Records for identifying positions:
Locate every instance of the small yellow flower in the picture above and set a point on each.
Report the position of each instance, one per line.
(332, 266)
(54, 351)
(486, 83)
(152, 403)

→ **DIRECTIVE**
Retype every line of the records above, keeping each word and mark unchanged.

→ **FINAL RESULT**
Locate every instance of the small yellow flower in the picture above and set a point on each.
Report the position of each instance, one per line.
(332, 266)
(54, 351)
(486, 83)
(152, 403)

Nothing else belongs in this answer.